++++ SOURCE DATA
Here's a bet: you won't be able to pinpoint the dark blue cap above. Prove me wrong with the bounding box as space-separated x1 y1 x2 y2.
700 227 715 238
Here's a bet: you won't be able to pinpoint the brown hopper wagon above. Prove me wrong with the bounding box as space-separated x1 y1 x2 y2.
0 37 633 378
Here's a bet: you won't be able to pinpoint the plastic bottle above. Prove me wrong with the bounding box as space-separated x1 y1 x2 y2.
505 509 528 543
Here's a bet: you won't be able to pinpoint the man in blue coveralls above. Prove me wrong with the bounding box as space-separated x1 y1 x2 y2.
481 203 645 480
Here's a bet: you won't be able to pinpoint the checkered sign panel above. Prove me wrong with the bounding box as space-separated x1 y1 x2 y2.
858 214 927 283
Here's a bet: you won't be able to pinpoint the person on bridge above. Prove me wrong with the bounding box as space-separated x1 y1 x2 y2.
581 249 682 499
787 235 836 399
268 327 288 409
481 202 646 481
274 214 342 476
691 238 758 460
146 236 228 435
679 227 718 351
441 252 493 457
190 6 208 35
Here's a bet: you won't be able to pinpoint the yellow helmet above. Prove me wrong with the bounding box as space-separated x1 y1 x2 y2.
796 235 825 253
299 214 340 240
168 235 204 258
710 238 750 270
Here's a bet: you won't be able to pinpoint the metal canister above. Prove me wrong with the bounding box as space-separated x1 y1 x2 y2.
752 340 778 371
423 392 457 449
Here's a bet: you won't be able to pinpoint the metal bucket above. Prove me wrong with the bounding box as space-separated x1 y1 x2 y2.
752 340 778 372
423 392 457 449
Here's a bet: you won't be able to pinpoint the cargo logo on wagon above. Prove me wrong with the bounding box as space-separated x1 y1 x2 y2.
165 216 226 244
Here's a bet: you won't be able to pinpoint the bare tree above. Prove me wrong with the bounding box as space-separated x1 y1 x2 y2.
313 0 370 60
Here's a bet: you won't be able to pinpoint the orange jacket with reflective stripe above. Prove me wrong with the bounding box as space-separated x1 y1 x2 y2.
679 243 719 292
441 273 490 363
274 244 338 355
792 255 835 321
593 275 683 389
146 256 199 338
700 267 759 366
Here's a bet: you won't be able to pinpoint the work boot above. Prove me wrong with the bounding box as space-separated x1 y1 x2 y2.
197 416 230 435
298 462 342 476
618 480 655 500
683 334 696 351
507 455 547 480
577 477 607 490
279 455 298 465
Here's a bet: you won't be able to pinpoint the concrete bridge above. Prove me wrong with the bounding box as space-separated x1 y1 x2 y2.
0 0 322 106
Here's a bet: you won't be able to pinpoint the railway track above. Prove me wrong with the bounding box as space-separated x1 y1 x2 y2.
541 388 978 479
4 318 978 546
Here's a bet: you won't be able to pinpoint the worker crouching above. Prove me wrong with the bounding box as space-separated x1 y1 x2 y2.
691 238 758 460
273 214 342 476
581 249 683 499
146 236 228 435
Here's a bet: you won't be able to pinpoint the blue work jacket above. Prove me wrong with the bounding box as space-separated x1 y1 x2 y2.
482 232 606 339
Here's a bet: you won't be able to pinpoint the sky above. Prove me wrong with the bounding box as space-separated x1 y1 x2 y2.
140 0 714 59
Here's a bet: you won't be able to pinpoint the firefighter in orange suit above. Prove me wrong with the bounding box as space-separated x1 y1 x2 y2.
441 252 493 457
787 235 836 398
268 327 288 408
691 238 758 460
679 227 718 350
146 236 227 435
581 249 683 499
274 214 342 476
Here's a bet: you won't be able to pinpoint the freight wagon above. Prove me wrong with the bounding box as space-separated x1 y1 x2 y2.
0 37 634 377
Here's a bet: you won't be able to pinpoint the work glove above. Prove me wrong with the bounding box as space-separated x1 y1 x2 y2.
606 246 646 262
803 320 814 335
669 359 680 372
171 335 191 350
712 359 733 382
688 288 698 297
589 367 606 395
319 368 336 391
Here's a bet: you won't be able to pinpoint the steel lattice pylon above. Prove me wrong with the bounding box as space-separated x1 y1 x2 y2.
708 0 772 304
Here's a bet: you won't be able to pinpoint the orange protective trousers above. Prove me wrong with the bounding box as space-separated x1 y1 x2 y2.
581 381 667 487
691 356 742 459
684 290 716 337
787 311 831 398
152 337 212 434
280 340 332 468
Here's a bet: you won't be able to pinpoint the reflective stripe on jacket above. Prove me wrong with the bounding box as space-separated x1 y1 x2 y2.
++++++++
**EXERCISE:**
Each line of the listing must be output once more, exactly as shown above.

**ANSWER TO THE PROBLEM:**
Here's a bet: you won't be able to pinpoint the dark blue cap above. Prove me wrong with the bounding box as space-separated x1 y1 x2 y2.
700 227 715 238
Here's a bet: you won't be able to pinpoint the brown hopper wagon above. Prove me wrong with the bounding box as space-separated x1 y1 x2 y2.
0 37 633 378
Here's a bet: you won't be able to pinpoint the plastic bottle above. Prove me wrong with the bounding box as space-separated x1 y1 x2 y2.
505 509 528 543
Here's a bet: you won't be able to pinpoint the man in blue coveralls above. Prove me wrong with the bounding box as space-separated x1 y1 x2 y2.
481 203 645 480
Here's a bet: you won't be able to pinpoint the checkered sign panel above. Prove me wrong with the bounding box as space-separated x1 y1 x2 y2.
858 214 927 283
Here's a bet: you won't be able to pinpoint the person on bridge above. Prove me wrong with the bounding box as space-separated x1 y1 x2 y2.
581 249 682 499
787 235 836 399
268 327 288 409
481 202 646 481
274 214 342 476
691 238 758 460
146 236 228 435
679 227 718 351
441 252 493 457
190 6 208 35
Here's a bet: you won't be able to pinpoint the yellow helmet above. Prove me wrong with the bounding box as space-separated x1 y1 x2 y2.
796 235 825 253
299 214 340 240
168 235 204 258
710 238 750 270
Here's a bet: you won't be able to pinpoint the metal canister above. Prove me wrong with the bounding box as space-separated x1 y1 x2 y2.
752 340 778 371
423 392 457 449
Here's a bet: you won't be able to pinpoint the metal bucket above. Prove me wrong with the bounding box as space-separated x1 y1 x2 y2.
752 340 778 372
423 392 457 449
Here's a bet: you won't be able to pinpoint the cargo logo on wagon above. Prove me wrong with the bounding box as space-separated x1 y1 x2 y2.
165 216 226 244
Here's a bet: you won't be able to pinpoint the bare tree above. Prove me wrong with the bounding box as space-separated x1 y1 x2 y2.
313 0 370 60
Here's a bet: you won't be able to pinpoint the orange jacket with reflective stripe above. Prove me wrong with the bounding box as space-separated x1 y1 x2 y2.
679 243 719 292
441 273 490 363
274 244 338 355
792 255 835 321
593 275 683 389
146 256 199 338
700 267 759 366
Here's a bet: you won't be able to pinpoint the work boot above. Prove me wrong with the bounding box as space-separated x1 y1 x2 y2.
197 416 230 435
298 462 342 476
618 480 655 500
683 334 696 351
507 455 547 480
577 477 607 490
279 455 298 465
Here's a bet: you won't be able to pinpoint the concrete bridge above. Prove me wrong with the bounding box as space-separated x1 y1 x2 y2.
0 0 322 106
Here's a bet: you won't be able to pinpoint the railway track above. Prove me wrong with the bounding box as space-separated x1 y1 x2 y2.
541 388 978 479
4 318 978 546
Here's a bet: you won't be able to pinpoint the worker crouching above. Prove me wrong with the bounding box as space-separated x1 y1 x2 y2.
691 238 758 460
273 214 342 476
581 249 683 499
146 236 228 435
Here's a bet: you won't be able to pinpoint the blue work jacket above. Prove me wrong with the bounding box as space-separated x1 y1 x2 y2.
482 232 606 339
Here's a bet: you won't be able to pinpoint the sky above. Prove me wrong with the bounding box as space-separated x1 y1 x2 y2.
140 0 714 59
Here's a bet: you won't be able to pinpoint the firefighter in orange suit above. Prove me wrong with the bounding box as space-separated x1 y1 x2 y2.
441 252 493 457
787 235 836 398
268 327 288 408
691 238 758 460
679 227 718 350
146 236 227 435
581 249 683 499
274 214 342 476
Here's a bet: you won't be able to pinpoint the freight wagon above. Prove me wrong with the bounding box as space-separated x1 y1 x2 y2.
0 37 634 377
Here's a bet: you won't be able to pinpoint the work glove above. Prove me wrong with the bounding box as space-separated x1 y1 x2 y2.
606 246 646 262
803 320 814 335
669 359 680 372
171 335 191 350
712 359 733 382
688 288 698 297
589 367 606 395
319 368 336 391
Here's a bet: you won't be able to pinpoint the steel lattice pylon above. Prove me wrong with the bounding box as space-separated x1 y1 x2 y2.
708 0 772 304
Here's a bet: you won't be able to pinpoint the orange protective trousers above. Prove me wrong with the bounding box as space-separated x1 y1 x2 y2.
581 381 667 487
691 356 742 459
684 290 716 337
787 311 831 398
152 337 212 434
280 340 332 468
Here's a bet: you won't be able to pinpoint the reflective stripe on jacket above. Prove me wrong with the bounding box as space-separated x1 y1 x2 y2.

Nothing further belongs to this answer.